[SPARK-55121][PYTHON][SS] Add DataStreamReader.name() to Classic PySpark #53898

ericm-db · 2026-01-21T21:54:53Z

What changes were proposed in this pull request?

This PR adds the name() method to Classic PySpark's DataStreamReader class. This method allows users to specify a name for streaming sources, which is used in checkpoint metadata and enables stable checkpoint locations for source evolution.

Changes include:

Add name() method to DataStreamReader in python/pyspark/sql/streaming/readwriter.py
Add comprehensive test suite in python/pyspark/sql/tests/streaming/test_streaming_reader_name.py
Update compatibility test to mark name as currently missing from Connect (until the Connect PR merges)

The method validates that the source_name contains only ASCII letters, digits, and underscores, raising PySparkTypeError or PySparkValueError for invalid inputs.

Why are the changes needed?

This brings Classic PySpark to feature parity with the Scala/Java API for streaming source naming. The name() method is essential for:

Identifying sources in checkpoint metadata
Enabling stable checkpoint locations during source evolution
Providing consistency across Classic and Connect implementations

Does this PR introduce any user-facing change?
· · · · · · ·
## Short exercise a
Edit the pull request description: write out the part that opens with the words containing "[SPARK-55121][PYTHON][SS] Add DataStreamReader.name()" and closes with "for source evolution.", replacing "streaming sources" with "streaming inputs".

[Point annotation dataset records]
· · · · · · ·
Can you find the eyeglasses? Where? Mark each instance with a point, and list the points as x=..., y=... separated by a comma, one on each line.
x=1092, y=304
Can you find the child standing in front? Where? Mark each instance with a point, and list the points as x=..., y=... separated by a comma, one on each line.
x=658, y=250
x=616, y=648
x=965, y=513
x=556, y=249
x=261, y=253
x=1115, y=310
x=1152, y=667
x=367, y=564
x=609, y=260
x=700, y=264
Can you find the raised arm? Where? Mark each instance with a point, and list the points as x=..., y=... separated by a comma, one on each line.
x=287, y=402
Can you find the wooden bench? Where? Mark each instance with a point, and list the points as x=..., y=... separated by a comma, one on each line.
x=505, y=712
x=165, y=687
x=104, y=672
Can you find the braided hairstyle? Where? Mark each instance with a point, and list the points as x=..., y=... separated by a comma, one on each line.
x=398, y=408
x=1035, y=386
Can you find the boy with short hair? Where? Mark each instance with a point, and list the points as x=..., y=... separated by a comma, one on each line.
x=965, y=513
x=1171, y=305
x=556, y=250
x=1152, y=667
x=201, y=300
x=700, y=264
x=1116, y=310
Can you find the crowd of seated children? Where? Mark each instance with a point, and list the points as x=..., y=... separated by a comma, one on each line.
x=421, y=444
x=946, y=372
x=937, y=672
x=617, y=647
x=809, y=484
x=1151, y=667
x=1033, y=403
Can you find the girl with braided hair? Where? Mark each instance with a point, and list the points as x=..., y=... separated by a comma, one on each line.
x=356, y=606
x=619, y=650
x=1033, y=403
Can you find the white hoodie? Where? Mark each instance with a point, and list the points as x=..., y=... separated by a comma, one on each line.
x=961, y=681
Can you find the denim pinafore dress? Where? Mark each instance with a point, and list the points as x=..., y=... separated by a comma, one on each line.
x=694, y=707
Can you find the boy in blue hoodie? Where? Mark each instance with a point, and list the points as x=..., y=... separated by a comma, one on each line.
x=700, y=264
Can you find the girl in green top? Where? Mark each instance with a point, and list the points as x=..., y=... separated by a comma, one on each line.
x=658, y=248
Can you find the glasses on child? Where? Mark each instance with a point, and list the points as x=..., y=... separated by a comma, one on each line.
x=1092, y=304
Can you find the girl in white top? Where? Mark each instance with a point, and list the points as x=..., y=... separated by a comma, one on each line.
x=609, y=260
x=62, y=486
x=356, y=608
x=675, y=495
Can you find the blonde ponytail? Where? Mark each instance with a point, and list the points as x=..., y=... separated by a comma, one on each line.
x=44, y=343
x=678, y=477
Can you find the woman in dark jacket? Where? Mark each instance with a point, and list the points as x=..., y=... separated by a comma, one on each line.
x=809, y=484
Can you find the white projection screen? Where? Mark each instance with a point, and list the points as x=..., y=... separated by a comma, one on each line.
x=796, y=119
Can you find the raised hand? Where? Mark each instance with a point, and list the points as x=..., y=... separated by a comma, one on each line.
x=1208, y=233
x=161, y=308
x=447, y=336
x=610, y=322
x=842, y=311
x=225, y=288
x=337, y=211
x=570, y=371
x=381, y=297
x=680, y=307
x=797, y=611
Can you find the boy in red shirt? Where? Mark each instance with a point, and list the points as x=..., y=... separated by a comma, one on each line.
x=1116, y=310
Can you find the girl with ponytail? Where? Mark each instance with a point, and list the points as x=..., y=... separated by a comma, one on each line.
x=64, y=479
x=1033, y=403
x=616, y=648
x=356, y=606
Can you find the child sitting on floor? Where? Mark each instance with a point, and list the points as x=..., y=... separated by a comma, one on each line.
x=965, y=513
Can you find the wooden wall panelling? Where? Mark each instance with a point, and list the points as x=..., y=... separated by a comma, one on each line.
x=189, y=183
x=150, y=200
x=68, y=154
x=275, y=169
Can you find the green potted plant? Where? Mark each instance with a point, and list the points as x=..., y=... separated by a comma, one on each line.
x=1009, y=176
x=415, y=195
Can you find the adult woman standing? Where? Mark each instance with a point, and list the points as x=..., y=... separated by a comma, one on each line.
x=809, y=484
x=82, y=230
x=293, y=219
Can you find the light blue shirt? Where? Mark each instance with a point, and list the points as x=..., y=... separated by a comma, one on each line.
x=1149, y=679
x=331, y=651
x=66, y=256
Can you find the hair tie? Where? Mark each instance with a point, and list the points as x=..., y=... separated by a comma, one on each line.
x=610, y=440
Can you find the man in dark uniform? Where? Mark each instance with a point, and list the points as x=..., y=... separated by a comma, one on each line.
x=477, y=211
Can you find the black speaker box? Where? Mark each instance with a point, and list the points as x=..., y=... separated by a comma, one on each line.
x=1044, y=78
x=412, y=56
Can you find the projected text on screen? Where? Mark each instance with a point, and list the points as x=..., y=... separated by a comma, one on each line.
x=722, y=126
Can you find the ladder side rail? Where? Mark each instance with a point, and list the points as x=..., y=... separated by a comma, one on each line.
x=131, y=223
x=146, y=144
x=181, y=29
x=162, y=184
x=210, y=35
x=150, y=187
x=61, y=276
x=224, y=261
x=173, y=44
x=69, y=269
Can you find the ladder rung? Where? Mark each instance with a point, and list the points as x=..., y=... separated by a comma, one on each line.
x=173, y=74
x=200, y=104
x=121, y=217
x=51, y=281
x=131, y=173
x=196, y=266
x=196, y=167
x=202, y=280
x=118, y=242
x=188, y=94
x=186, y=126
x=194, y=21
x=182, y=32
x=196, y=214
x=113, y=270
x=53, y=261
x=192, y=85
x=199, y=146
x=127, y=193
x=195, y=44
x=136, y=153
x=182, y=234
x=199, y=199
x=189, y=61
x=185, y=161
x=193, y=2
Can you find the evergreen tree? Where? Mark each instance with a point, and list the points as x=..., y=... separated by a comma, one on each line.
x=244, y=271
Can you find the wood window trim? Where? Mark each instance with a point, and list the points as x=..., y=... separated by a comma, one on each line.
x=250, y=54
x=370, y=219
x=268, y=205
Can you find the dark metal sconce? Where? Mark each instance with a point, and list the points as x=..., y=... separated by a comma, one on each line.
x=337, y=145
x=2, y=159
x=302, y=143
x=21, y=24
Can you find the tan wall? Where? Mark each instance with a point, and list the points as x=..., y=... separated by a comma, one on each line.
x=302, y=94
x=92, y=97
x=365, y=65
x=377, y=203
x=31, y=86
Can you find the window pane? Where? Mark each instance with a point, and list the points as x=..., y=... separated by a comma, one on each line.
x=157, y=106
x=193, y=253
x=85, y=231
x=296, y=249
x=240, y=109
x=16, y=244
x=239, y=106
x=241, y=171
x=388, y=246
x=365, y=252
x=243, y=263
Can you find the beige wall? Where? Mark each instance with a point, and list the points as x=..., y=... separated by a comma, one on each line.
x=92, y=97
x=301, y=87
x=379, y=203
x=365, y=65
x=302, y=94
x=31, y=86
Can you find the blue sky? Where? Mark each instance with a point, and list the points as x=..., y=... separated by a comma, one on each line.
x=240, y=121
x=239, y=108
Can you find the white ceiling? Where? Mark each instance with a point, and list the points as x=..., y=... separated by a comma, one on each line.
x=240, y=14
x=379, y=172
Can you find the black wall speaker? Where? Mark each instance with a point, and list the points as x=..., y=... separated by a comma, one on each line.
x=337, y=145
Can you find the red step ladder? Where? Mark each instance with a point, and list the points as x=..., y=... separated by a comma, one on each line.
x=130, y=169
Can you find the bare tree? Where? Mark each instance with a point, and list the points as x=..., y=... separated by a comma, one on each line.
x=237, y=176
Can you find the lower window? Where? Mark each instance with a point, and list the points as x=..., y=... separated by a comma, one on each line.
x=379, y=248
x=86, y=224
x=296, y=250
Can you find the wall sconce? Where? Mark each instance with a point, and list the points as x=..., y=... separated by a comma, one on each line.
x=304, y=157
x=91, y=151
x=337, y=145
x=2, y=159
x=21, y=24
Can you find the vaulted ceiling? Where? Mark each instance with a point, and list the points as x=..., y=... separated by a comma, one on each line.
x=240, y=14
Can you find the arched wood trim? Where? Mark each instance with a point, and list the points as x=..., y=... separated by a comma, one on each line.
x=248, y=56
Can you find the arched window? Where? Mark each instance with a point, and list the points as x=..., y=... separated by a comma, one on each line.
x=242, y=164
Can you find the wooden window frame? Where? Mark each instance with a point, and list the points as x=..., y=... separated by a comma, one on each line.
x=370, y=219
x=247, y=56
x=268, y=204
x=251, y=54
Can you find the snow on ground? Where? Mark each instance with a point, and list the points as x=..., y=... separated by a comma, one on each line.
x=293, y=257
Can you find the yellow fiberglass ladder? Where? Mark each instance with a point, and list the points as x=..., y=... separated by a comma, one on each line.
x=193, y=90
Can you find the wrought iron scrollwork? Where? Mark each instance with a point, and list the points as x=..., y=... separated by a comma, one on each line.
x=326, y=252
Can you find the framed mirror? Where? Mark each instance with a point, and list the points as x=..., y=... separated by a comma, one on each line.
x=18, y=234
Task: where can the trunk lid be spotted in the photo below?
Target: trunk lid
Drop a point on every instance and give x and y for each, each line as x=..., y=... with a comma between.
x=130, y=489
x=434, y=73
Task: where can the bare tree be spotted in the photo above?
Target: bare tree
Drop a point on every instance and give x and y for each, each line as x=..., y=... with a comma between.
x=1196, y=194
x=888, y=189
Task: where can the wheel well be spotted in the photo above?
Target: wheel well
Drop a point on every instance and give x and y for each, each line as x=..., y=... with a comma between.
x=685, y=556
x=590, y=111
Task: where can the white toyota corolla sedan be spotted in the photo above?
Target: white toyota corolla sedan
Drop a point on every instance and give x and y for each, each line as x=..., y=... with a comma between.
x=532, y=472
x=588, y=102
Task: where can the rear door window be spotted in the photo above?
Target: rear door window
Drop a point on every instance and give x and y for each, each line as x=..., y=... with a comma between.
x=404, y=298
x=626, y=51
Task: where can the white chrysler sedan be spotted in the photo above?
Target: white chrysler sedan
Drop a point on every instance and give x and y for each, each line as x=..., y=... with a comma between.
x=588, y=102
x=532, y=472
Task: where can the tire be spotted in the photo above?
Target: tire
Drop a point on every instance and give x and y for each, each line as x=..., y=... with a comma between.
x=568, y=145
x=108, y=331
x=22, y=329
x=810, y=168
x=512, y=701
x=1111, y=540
· · · · · · ·
## Short exercise b
Return every line of the rows above that contains the string "screen".

## Full output a
[SPARK-55121][PYTHON][SS] Add DataStreamReader.name() to Classic PySpark #53898

ericm-db · 2026-01-21T21:54:53Z

What changes were proposed in this pull request?

This PR adds the name() method to Classic PySpark's DataStreamReader class. This method allows users to specify a name for streaming inputs, which is used in checkpoint metadata and enables stable checkpoint locations for source evolution.

## Full output b
Can you find the white projection screen? Where? Mark each instance with a point, and list the points as x=..., y=... separated by a comma, one on each line.
Can you find the projected text on screen? Where? Mark each instance with a point, and list the points as x=..., y=... separated by a comma, one on each line.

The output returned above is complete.